* _What is required_
Count the lines in the records below that contain the string "harvester", matching case exactly, and give only the number.

* _Provided data_
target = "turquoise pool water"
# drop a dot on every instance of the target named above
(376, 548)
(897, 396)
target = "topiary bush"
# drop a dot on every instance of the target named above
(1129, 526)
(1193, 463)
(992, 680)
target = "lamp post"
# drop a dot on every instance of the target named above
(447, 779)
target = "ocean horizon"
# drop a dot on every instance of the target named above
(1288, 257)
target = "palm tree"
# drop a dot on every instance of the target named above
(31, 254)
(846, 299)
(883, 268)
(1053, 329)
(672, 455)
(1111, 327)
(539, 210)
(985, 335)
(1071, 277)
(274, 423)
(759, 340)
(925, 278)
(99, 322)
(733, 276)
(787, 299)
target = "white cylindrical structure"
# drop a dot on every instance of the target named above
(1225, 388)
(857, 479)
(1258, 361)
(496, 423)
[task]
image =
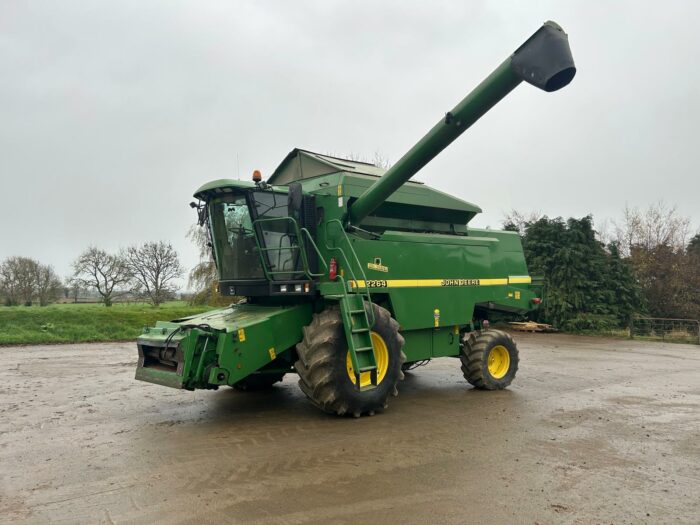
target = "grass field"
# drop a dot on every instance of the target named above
(72, 323)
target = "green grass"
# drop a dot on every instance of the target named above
(75, 323)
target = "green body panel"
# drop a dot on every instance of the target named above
(400, 244)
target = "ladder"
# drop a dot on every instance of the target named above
(357, 332)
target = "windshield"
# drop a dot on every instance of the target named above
(279, 236)
(233, 234)
(234, 239)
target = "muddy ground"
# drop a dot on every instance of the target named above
(592, 431)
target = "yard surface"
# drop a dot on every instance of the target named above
(593, 430)
(62, 323)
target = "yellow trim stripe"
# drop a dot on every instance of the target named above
(442, 283)
(520, 279)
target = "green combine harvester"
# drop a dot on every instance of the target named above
(349, 273)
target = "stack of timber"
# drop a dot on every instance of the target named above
(531, 326)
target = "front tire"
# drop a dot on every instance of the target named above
(325, 375)
(489, 359)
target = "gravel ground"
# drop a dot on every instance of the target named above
(592, 430)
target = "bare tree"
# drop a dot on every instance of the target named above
(203, 278)
(104, 272)
(17, 280)
(658, 225)
(155, 267)
(47, 284)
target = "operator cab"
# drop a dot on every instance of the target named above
(255, 234)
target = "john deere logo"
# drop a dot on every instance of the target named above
(377, 265)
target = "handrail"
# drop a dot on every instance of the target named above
(349, 266)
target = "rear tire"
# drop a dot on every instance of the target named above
(323, 365)
(489, 359)
(258, 382)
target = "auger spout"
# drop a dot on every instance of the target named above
(544, 61)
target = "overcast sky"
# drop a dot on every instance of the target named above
(113, 113)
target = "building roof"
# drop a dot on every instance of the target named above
(302, 164)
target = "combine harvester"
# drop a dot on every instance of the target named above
(351, 273)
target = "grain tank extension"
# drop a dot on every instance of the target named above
(347, 274)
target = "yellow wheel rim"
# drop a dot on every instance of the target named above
(498, 361)
(381, 355)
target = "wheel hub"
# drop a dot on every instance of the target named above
(498, 361)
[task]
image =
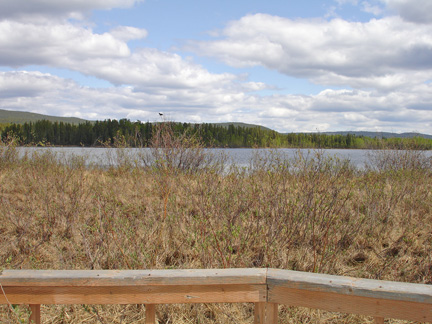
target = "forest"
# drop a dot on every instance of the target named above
(138, 134)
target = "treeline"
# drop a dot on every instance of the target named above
(138, 134)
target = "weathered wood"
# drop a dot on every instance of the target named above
(150, 314)
(259, 315)
(271, 313)
(35, 314)
(266, 313)
(264, 287)
(349, 286)
(376, 307)
(88, 278)
(136, 294)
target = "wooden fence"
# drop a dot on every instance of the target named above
(265, 287)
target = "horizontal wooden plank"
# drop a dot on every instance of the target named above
(369, 306)
(90, 278)
(349, 286)
(136, 294)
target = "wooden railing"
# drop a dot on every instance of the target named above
(265, 287)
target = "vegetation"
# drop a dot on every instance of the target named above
(187, 209)
(137, 134)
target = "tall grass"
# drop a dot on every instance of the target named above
(310, 213)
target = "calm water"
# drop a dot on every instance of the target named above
(239, 157)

* _Response to the task_
2